=== Annotation data with point labels ===
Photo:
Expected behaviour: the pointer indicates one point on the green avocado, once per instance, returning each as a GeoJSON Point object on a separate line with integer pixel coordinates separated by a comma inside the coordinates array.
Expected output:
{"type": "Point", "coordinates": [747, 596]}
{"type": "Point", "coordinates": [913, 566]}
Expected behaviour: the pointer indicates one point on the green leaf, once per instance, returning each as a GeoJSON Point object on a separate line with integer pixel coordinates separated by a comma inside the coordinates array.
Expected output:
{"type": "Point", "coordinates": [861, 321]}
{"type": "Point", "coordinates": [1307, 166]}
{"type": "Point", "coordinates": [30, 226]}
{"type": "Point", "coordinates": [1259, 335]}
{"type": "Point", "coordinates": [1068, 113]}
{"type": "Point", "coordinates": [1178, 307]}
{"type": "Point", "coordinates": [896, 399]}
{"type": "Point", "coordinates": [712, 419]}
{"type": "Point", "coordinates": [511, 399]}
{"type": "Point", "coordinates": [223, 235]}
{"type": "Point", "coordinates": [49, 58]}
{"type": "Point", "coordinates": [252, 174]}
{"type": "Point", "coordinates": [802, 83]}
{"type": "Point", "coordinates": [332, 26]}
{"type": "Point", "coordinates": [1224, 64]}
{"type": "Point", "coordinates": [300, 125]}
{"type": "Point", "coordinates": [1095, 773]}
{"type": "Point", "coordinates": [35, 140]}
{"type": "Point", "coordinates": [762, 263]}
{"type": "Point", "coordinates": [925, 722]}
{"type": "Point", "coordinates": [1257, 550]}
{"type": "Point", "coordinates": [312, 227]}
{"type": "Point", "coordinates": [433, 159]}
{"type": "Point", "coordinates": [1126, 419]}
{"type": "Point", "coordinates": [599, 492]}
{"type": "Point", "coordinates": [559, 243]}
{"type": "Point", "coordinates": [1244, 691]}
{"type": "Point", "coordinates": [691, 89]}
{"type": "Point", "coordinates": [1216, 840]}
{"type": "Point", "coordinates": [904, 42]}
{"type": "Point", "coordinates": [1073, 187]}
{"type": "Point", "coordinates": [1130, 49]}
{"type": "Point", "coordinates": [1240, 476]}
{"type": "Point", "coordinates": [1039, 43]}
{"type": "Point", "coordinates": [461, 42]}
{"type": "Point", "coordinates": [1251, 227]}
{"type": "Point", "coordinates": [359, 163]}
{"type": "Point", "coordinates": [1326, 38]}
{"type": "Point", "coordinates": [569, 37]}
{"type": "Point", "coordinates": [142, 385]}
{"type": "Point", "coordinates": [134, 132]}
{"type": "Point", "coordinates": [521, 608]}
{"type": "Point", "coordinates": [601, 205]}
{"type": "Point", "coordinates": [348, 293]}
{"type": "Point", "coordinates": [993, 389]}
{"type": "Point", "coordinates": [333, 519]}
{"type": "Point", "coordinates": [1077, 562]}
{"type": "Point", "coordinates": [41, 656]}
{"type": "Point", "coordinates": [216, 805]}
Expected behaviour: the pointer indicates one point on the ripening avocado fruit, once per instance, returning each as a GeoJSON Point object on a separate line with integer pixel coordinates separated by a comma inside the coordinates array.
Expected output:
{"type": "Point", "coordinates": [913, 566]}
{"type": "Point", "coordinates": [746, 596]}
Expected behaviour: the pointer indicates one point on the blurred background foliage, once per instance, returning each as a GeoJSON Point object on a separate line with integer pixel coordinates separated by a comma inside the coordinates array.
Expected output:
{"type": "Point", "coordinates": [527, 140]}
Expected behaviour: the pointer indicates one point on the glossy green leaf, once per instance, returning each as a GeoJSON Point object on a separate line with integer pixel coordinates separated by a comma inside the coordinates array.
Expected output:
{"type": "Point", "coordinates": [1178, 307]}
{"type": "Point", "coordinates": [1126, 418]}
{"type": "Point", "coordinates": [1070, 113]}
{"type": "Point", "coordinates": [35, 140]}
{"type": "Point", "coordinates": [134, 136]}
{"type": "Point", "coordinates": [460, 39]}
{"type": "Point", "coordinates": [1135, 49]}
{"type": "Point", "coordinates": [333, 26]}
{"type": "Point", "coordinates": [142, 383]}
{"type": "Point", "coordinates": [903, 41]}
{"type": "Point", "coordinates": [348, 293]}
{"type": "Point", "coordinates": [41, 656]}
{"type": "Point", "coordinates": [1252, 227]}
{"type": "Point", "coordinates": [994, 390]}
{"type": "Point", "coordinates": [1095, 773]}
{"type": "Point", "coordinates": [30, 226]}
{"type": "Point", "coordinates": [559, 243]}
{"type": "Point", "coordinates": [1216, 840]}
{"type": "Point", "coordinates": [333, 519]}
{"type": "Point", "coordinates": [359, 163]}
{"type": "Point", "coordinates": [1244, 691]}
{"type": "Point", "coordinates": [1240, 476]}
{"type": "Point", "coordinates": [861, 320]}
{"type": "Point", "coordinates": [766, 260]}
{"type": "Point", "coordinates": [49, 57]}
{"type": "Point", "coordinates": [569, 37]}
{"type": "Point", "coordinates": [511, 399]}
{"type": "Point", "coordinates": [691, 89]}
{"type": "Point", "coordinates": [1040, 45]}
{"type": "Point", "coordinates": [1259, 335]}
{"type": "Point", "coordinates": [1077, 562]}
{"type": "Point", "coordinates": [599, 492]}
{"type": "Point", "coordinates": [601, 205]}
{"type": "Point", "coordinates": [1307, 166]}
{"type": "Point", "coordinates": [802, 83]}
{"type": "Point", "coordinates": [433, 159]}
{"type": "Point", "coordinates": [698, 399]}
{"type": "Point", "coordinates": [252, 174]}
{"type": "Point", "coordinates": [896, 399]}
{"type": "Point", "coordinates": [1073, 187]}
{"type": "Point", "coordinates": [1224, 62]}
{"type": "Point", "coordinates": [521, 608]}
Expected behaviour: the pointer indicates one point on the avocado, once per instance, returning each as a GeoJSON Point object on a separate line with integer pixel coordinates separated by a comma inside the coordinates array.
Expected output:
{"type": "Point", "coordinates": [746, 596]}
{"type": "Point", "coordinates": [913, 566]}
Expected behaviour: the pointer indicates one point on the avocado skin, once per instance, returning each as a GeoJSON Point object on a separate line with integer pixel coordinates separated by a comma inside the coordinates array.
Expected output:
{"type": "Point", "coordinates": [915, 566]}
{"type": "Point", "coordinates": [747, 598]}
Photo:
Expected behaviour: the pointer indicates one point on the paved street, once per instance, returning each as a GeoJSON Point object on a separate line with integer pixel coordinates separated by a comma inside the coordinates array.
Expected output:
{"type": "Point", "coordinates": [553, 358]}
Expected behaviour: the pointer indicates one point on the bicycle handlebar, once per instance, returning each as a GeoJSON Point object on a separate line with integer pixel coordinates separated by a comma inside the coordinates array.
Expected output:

=== What is expected ===
Copy every line from the one containing "the avocado, once" through the end of the records, shifting each coordinate value in the answers up by 16.

=== The completed task ===
Expected behaviour: the pointer indicates one point on the avocado, once per instance, returning each as a GeoJSON Point object on a separate line with integer pixel coordinates separated by a comma inside the coordinates array.
Expected output:
{"type": "Point", "coordinates": [762, 612]}
{"type": "Point", "coordinates": [929, 582]}
Expected behaviour: the pointer indicates one point on the avocado skin, once per instance, returning each as a GeoJSON Point object on a separate line with integer pixel coordinates separated by a comma inside the coordinates array.
Expected output:
{"type": "Point", "coordinates": [931, 582]}
{"type": "Point", "coordinates": [763, 614]}
Photo:
Expected behaviour: the pointer indicates one point on the paved street, once per instance, returning each as a GeoJSON Point object on a separate line with integer pixel coordinates separated by a comma inside the coordinates array.
Expected output:
{"type": "Point", "coordinates": [569, 374]}
Expected behaviour: the pointer indicates one point on the bicycle handlebar, once per instance, returning each as a GeoJSON Point object on a separate line with integer pixel coordinates separated by a comma inside the coordinates array.
Expected output:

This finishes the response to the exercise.